==== SOURCE TEXT ====
Ready to take the crazy train to Looney Town? This episode skips through the looking glass, putting Liv in the shoes of a seriously cracked patient admitted to the same mental hospital as Major. But first, the case.
The victim is Scott E, the guy who told Major he’d seen zombies after their group session together. At first it looks like Scott’s death is suicide. Ravi points out the obvious—there isn’t enough blood in the bathtub where Major found the corpse. The suicide is staged. At the lab, they discover that Scott overdosed before his wrists were cut by a crude shiv. Unfortunately, the medication in his system is one anyone on staff at the hospital can get their hands on, along with any patients not too keen on taking their pills as prescribed.
Their suspect list is, as always, too long to manage. For a heartbeat, Major is on that list. He tells Liv about Scott’s obsession with zombies and the video his deceased chess partner shot at Lake Washington the night Liv was turned—which he apparently sent to someone at a TV station. The only obvious option: Liv eats crazy brain and waits for a vision. Actual police work is so last year.
While Liv suffers the effects of Scott’s brain pretty quickly, the visions take a while to filter through. Through the first, they learn he’s been sleeping with a woman who wants a baby, despite his disapproval. It’s not the woman he was sleeping with at the hospital—Brie—and they’re back to no solid leads. That is until Johnny Frost, local weatherman and oddball supreme, comes in to identify Scott’s body. Hey, look, someone who may have the zombie video. Except, he doesn’t. Johnny does know where Scott hides important things. Off they go to commit crime, breaking into Scott’s apartment to find his laptop. They use the laptop to track Scott’s missing cell phone after failing to find the video. The search sends them to an orderly’s apartment, where they find not only the missing phone, but a bunch of pills and personal items stolen from hospital patients. Faced with serious time for drug possession with intent to sell, the orderly turns on Dr. Maddy Larson—Scott’s doctor and sometimes bed-buddy. Guess what? She’s pregnant. Dr. Larson admits to killing Scott, claiming she was afraid he’d tell her husband.
==== THE DATA ====
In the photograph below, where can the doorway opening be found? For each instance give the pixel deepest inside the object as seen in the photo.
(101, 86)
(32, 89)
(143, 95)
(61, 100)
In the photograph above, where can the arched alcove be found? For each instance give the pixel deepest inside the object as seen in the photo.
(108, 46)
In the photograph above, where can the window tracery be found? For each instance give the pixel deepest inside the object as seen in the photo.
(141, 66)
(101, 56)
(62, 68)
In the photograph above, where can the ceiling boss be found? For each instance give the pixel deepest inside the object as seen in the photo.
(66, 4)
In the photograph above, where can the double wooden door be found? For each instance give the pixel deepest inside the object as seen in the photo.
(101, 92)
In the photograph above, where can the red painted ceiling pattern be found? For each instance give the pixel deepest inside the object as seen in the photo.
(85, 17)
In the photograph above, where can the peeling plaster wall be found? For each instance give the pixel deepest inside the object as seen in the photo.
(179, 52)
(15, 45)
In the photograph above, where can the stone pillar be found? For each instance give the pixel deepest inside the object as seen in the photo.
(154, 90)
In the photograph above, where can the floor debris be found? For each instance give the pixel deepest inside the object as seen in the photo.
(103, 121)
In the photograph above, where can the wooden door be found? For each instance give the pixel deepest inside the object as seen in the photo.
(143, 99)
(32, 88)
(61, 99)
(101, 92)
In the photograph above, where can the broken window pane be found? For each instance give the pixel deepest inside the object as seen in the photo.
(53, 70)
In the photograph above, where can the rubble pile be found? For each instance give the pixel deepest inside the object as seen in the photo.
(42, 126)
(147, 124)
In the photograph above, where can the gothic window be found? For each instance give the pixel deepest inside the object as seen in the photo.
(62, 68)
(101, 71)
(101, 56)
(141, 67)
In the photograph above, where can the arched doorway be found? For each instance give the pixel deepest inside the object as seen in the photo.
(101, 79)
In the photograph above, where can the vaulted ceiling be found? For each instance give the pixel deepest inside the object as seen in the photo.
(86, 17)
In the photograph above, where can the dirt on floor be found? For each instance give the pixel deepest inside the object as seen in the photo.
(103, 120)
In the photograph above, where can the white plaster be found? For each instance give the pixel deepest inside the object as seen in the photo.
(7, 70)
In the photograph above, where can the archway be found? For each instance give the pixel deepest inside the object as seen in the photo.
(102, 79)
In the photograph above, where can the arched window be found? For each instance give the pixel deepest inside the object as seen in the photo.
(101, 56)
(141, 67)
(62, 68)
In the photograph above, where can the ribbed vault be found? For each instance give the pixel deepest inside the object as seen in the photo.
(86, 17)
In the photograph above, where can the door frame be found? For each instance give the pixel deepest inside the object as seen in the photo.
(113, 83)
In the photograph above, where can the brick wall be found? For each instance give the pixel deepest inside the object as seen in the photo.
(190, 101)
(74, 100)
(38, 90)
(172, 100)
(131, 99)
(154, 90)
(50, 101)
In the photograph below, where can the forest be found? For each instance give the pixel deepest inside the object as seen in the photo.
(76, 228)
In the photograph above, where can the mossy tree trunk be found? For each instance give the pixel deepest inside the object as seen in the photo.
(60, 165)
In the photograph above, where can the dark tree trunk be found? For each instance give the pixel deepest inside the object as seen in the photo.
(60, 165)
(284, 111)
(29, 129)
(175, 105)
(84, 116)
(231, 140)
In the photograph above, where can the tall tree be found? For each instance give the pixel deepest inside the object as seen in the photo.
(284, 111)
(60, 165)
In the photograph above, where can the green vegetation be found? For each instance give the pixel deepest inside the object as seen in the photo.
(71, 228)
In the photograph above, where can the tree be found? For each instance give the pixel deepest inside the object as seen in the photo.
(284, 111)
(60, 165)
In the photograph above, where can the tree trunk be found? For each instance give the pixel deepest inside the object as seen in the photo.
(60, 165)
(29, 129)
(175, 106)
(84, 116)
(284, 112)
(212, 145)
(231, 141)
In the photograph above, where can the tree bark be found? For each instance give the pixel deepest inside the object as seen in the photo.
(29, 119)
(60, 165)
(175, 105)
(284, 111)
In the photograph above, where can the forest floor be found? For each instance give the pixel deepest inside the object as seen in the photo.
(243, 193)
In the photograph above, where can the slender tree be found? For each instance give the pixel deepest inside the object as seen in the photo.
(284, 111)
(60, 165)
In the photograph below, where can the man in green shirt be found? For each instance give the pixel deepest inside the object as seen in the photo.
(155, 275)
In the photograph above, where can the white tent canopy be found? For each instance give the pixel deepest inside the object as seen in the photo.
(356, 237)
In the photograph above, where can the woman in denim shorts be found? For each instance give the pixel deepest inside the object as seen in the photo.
====
PROBLEM SET:
1. According to the episode recap, what detail does Ravi point out that shows Scott's suicide was staged?
2. Pick up the episode recap after its final sentence and keep going.

TASK ANSWERS:
1. There isn't enough blood in the bathtub where Major found the corpse.

2.
Throughout the case, Major dogs Liv’s steps. Checks himself out of the hospital. He talks to Clive more than her, digging deep to track down information on the zombies his deceased friend claimed to see. Eventually, Major ends up minutes behind Liv after she breaks into Scott’s house and leaves. He finds nothing, she took everything of note, but he does make an impressive climb from a window to avoid running into Blaine—who is likewise tracking the mythical zombie video to destroy it after paying a surprise visit to the morgue and chatting with Liv. After escaping Scott’s apartment, Major hides in Blaine’s trunk. Blaine unwittingly takes him right to the base of his operation. The following day, Major steals several coolers containing bits from an astronaut’s brain.
Or does he? See, the predominant side-effect from eating Scott’s brain came in the form of vivid hallucinations. Most in the form of a cartoon devil endlessly harassing Liv about case details he “knew” but she couldn’t figure out. At the end of the episode, we learn that Johnny Frost is likewise a hallucination. As well as Major. Well, in part at least. There’s the moment in this episode. The moment when Liv finally comes clean about Lake Washington and zombies. She and Major are finally on the same page. But the Major she confesses to and kisses isn’t real. The real Major is more focused on finding the truth himself. He barges into Liv’s apartment armed with Blaine’s coolers of astronaut brain, ruining the illusion from the night before, and declaring war on every zombie in existence.
The reveal is well done. At no point did anything not line up, giving up the truth through poor timeline handling or shoddy dialog. Where was this level of writing back in the baby-crazy episodes? At least this show is ramped to end the season on a higher note than it began.